Provided material below:
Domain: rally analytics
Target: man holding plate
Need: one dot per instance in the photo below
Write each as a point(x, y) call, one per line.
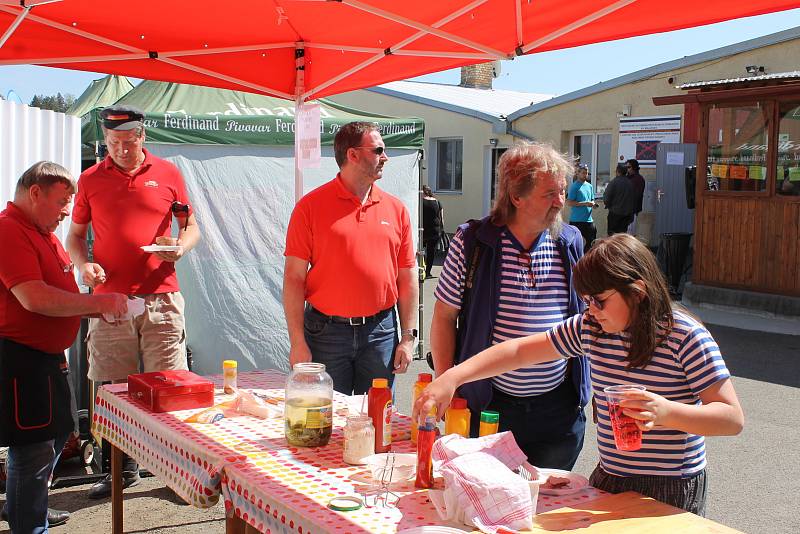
point(130, 198)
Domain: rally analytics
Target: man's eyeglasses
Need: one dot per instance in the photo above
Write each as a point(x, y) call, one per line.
point(598, 303)
point(377, 150)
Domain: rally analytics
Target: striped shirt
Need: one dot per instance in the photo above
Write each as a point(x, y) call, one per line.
point(687, 362)
point(534, 296)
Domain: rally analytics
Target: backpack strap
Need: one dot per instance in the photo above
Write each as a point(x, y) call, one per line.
point(474, 251)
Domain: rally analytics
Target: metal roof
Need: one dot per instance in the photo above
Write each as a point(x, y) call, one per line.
point(491, 105)
point(793, 75)
point(644, 74)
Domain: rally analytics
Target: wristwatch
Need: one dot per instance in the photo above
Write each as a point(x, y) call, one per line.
point(409, 332)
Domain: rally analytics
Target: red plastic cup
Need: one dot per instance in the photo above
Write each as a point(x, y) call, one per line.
point(627, 436)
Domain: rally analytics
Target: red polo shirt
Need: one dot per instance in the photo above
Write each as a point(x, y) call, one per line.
point(128, 211)
point(29, 254)
point(355, 251)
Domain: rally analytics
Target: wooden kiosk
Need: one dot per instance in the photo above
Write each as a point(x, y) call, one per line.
point(747, 213)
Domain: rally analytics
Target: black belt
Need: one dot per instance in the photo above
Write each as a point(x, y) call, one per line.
point(352, 321)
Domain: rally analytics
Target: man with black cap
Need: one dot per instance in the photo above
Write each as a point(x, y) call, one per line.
point(130, 198)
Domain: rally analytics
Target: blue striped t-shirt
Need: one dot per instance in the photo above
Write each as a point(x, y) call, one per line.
point(683, 365)
point(534, 296)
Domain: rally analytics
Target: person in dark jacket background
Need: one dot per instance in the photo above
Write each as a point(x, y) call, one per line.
point(432, 226)
point(519, 261)
point(620, 200)
point(637, 181)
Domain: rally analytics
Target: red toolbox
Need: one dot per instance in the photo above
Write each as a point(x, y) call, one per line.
point(167, 391)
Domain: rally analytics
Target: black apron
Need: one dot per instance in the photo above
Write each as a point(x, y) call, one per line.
point(35, 399)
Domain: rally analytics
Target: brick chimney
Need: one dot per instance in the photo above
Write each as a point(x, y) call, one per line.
point(477, 76)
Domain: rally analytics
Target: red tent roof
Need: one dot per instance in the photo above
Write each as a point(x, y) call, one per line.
point(348, 44)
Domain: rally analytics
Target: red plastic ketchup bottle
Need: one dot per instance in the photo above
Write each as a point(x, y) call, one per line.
point(379, 408)
point(425, 438)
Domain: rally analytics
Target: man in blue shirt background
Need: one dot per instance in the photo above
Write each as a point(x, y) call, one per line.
point(580, 198)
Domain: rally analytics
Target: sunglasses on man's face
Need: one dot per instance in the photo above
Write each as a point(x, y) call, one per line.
point(377, 150)
point(598, 303)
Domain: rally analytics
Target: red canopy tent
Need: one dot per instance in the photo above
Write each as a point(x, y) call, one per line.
point(304, 49)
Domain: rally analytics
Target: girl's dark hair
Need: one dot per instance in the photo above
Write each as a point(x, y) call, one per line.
point(617, 263)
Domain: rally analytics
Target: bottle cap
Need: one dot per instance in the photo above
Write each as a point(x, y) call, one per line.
point(490, 417)
point(345, 504)
point(458, 403)
point(380, 383)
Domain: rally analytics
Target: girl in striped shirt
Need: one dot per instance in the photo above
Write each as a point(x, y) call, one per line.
point(633, 335)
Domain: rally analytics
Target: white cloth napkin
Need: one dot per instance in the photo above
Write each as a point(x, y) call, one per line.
point(135, 309)
point(481, 489)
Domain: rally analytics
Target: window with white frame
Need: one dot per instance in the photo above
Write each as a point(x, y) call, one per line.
point(449, 162)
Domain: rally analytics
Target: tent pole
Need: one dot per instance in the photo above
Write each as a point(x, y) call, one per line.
point(420, 261)
point(299, 67)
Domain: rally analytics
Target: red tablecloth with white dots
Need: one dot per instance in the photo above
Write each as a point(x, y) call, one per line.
point(190, 457)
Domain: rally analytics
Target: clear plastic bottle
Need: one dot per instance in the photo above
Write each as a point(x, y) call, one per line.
point(359, 439)
point(308, 413)
point(379, 407)
point(423, 379)
point(229, 375)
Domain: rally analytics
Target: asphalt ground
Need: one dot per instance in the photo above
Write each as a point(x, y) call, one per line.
point(754, 478)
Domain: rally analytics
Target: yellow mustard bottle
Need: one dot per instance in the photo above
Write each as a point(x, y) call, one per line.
point(229, 376)
point(490, 422)
point(456, 418)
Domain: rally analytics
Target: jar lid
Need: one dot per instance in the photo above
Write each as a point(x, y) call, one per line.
point(458, 403)
point(490, 417)
point(345, 504)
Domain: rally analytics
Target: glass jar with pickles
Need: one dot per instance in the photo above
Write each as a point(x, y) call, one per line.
point(308, 411)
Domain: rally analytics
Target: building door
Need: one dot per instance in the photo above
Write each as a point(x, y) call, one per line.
point(594, 150)
point(671, 207)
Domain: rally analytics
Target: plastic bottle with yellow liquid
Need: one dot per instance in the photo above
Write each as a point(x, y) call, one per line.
point(423, 379)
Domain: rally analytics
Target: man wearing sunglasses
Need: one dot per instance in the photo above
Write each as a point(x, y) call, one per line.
point(506, 276)
point(350, 260)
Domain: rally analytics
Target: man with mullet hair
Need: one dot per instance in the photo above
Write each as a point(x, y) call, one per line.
point(509, 275)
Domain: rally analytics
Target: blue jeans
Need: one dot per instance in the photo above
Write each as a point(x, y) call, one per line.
point(28, 470)
point(353, 355)
point(549, 428)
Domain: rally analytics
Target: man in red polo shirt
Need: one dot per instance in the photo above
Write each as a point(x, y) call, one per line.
point(130, 198)
point(349, 260)
point(40, 309)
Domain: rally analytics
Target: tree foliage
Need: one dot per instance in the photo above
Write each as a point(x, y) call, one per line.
point(56, 102)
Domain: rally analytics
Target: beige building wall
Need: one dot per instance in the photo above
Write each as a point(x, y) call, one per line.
point(599, 112)
point(473, 200)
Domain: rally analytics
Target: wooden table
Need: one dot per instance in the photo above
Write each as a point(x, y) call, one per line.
point(628, 512)
point(270, 487)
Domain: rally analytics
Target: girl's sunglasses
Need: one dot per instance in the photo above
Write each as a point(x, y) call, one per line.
point(596, 302)
point(377, 150)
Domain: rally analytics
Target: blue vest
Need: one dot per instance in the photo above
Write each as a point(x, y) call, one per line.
point(476, 322)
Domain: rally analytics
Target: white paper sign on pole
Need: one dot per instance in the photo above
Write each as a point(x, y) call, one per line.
point(307, 136)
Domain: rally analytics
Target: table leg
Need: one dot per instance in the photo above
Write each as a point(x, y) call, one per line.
point(235, 525)
point(116, 490)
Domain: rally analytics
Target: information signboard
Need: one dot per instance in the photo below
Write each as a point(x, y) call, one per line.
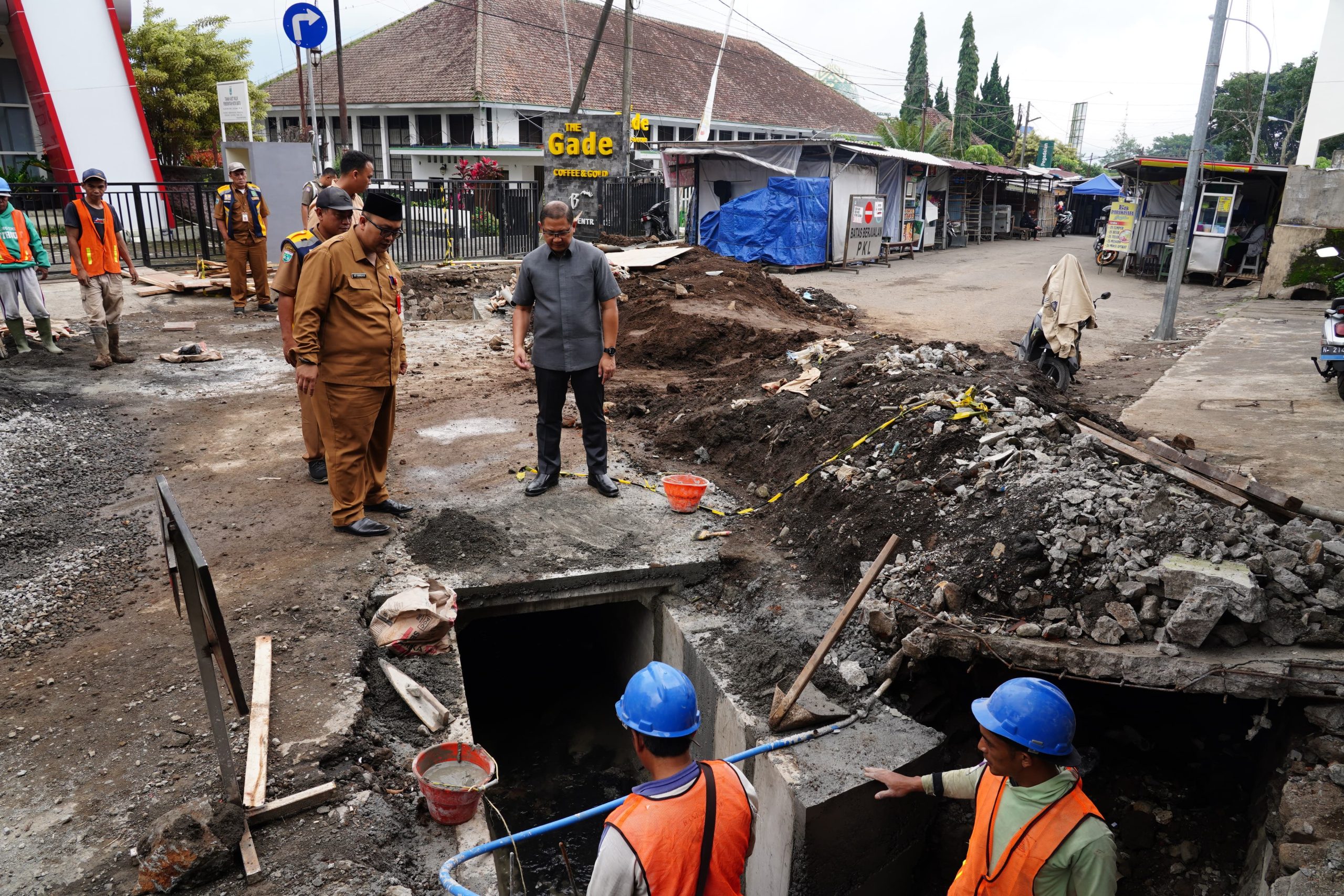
point(863, 239)
point(581, 152)
point(1120, 226)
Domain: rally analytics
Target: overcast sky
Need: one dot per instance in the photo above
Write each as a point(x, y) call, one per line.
point(1146, 61)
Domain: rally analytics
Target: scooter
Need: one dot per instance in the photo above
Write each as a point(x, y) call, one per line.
point(1332, 333)
point(1034, 347)
point(656, 220)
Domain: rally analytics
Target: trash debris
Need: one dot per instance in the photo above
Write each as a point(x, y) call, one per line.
point(416, 621)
End of Provided material.
#### [What to work on]
Return the listing unchanged, but drop every picture.

#### [Finished exercise]
Domain: rally analytics
Target: man holding plate
Need: one dot per instance in the photo below
Write each as a point(x, y) call, one per line.
point(130, 198)
Domain: rally analytics
Target: man's eyeglasses
Need: one dot per instance in the photo above
Write each as a point(x, y) call, one per line.
point(598, 303)
point(377, 150)
Domain: rally analytics
Target: striped shirt
Need: one dot per instance in the photo above
Write each as a point(x, y) call, one per line.
point(687, 362)
point(534, 296)
Domain: rally analytics
Target: backpack strap
Need: one dot per instance in the photo above
Write each as a point(x, y) call, one per line.
point(474, 251)
Domain: rally analytics
Target: metal roof
Need: one dot per instance in the photo above
Write each as a point(x, y) call, one per line.
point(491, 105)
point(793, 75)
point(644, 74)
Domain: rally analytics
Target: wristwatch
Need: one dot per instance in the photo above
Write each as a point(x, y) call, one per line.
point(409, 332)
Domain: rally analytics
Target: red plastic cup
Need: one dot per instance in the photo above
Write each as a point(x, y) call, one per line.
point(627, 436)
Domain: rally analytics
Target: red polo shirt
Need: one dot per instance in the photo above
Write each as a point(x, y) call, one per line.
point(128, 211)
point(29, 254)
point(355, 251)
Domain: rally analytics
Target: wooden kiosk
Need: one dot per instance in the photo above
Write each as a point(x, y) call, one per line.
point(747, 213)
Domain: rally analytics
Target: black belt
Need: one dot per instance in the photo above
Write each as a point(x, y) call, one per line.
point(352, 321)
Domain: rally analytics
Target: man with black cap
Need: one dot per instance in the photo above
Write each as a point(x, y) call, one per line.
point(130, 198)
Domain: rally analytics
Target: blue striped t-shirt
Need: one dot per instance in the photo above
Write each as a point(x, y) call, one per line.
point(683, 365)
point(534, 296)
Domain: rally analytics
Target: person in dark jacket background
Need: one dot per instance in the photo above
Write each as a point(x, y) call, one per line.
point(432, 226)
point(519, 261)
point(620, 200)
point(637, 181)
Domain: rally analytics
Target: red toolbox
Need: one dot per instance in the photo above
Write each as a point(x, y) call, one per line.
point(167, 391)
Domain: rally analytics
Target: black apron
Need: one dot per instance in the photo above
Write each as a point(x, y) call, one per line.
point(35, 399)
Domain: rally analytics
Target: brick chimney
Need: one dot per instance in the photo above
Write each as a point(x, y) call, one per line.
point(477, 76)
Domain: rally analytics
Target: red tent roof
Need: one dot per instance in the photo above
Write each as a point(x, y) call, one per line.
point(348, 44)
Domain: rally analytics
Target: red plastic ketchup bottle
Need: one dot per instance in the photo above
Write each as a point(x, y) call, one per line.
point(379, 408)
point(425, 438)
Domain: rally analytics
Target: man in blue shirt background
Need: one dot per instance in the photo above
Write each as a point(x, y) call, one per line.
point(580, 198)
Domain: rally analytics
Target: sunglasses on man's face
Need: one dot per instance in the photo above
Write each as a point(x, y) call, one per line.
point(377, 150)
point(598, 303)
Domain: rally analytics
Target: red canopy tent
Need: one dot per instance in the photo above
Write each as a point(x, y) call, one per line.
point(304, 49)
Domain: rally analytics
Target: girl's dark hair
Need: one dot per instance in the photo above
Write each as a point(x, y) call, one per line.
point(617, 263)
Domain: rally analytics
Target: bottle cap
Need: one dot per instance in the photo above
Write each as a point(x, y) call, one per line.
point(490, 417)
point(345, 504)
point(458, 403)
point(380, 383)
Domain: rally analytics
Target: girl in striped shirt
Need: one dot per instance in the photo above
Write each as a point(x, y) call, one per line.
point(633, 335)
Domain: rally analytics
Target: white cloth napkin
Need: one dot per instance in the photo above
Write each as a point(x, y) call, one per line.
point(135, 309)
point(481, 489)
Domain: rally analytics
Target: window with white frame
Need: one dot per instance in the photo above
Write each as a point(x, y) call, one per line.
point(449, 162)
Domain: rally analytics
Target: tent pole
Need: one dot per instance in the photo above
Write each as a point(x, y) call, one per line.
point(420, 261)
point(299, 67)
Domain: rally analytics
Target: red tablecloth with white dots
Need: one dot per instance in the photo above
Write each as a point(x, y) call, one per line.
point(190, 457)
Domain: rally analytics
Target: clear plastic bottle
Need: one dot per instance in the photo above
Write each as a point(x, y) call, one per line.
point(359, 439)
point(308, 413)
point(379, 407)
point(423, 379)
point(229, 375)
Domain: rally analytics
Target: asphalt ground
Need: one dot per instance in the photo above
Write each as a point(x, y) call, one per line.
point(754, 478)
Domain: rally analytics
Target: yellow mustard bottle
Need: one dot per instance in the photo above
Write each as a point(x, y) call, one per line.
point(229, 376)
point(490, 422)
point(456, 418)
Domain: rally analytics
Target: jar lid
Need: one dot per instance in the photo above
Write each as a point(x, y) call, one per line.
point(458, 403)
point(490, 417)
point(345, 504)
Domain: rally analytics
Target: glass jar with pickles
Need: one dot per instance in the photo above
Write each as a point(x, y) call, one per line.
point(308, 411)
Domain: rally analytics
Target: building door
Need: one dot per instance in the photo above
Write each as a point(x, y) call, one per line.
point(594, 150)
point(671, 207)
Domain: rally analytics
Target: plastic bottle with yellow liquid
Need: one dot per instance in the photo above
Write each as a point(x, y) call, one per line.
point(423, 379)
Domain: rally analytics
Target: man wearing sunglasses
Need: one dot per instance in the photo above
Write each as a point(x, y) call, one per line.
point(506, 276)
point(350, 260)
Domain: rally analytics
Target: man with mullet hair
Need: one dot per instance in the photo above
Write each as a point(x, y) call, one per line.
point(509, 275)
Domain: rally analytics
Target: blue jeans
Need: one dot per instance in the photo above
Write each as a point(x, y) call, one per line.
point(28, 470)
point(353, 355)
point(549, 428)
Domain: rally analytics
Target: man in red polo shirt
Need: one dot per instance in the photo above
Write each as a point(x, y) call, one per line.
point(130, 198)
point(349, 260)
point(40, 309)
Domain: rally analytics
Target: tree foliage
Need: one dot per instance in the photo above
Write each as a point(x, y) call, one per line.
point(56, 102)
Domain: rally analytics
Target: beige building wall
Need: one dot per instance in the photo above
Write each as a point(x, y) call, one per line.
point(599, 112)
point(473, 200)
Domain: rally analytics
Target: wooden table
Need: one dot per instance in the photo above
Write each as a point(x, y) call, one per line.
point(628, 512)
point(270, 487)
Domain: rally analytics
Target: girl's sunglasses
Need: one dot per instance in the photo above
Write each as a point(x, y) call, one per line.
point(596, 302)
point(377, 150)
Domain: rally analytics
Target: blue vest
Need: one dot per instance in the photo above
Write each as a point(x, y) call, one per line.
point(476, 322)
Domain: rally analytics
Target: white paper sign on pole
Need: one dot per instance in the photo above
Write each as a point(x, y) call, one per line.
point(307, 136)
Domain: rally analytics
Target: table leg
Need: one dot per instance in the photo above
Write each as a point(x, y) call, one per line.
point(235, 525)
point(116, 490)
Domain: rally analytics
Target: information signboard
Need: one dot per instance in the photo below
Write each as a point(x, y) call, one per line.
point(863, 239)
point(581, 152)
point(1120, 226)
Domain: rally analytics
Target: overcast sky
Need: one dot per instance in the photo above
Write each as a point(x, y) call, one per line.
point(1146, 61)
Domain: rally analytics
Target: scooter
Need: one dot per instance in the photo above
Write each as a point(x, y) call, one per line.
point(1332, 333)
point(1034, 347)
point(656, 220)
Domain: rally analytics
Target: trash debris
Need: one dot per instance in the photo above
Write each as a point(x, y) call, one per line.
point(416, 621)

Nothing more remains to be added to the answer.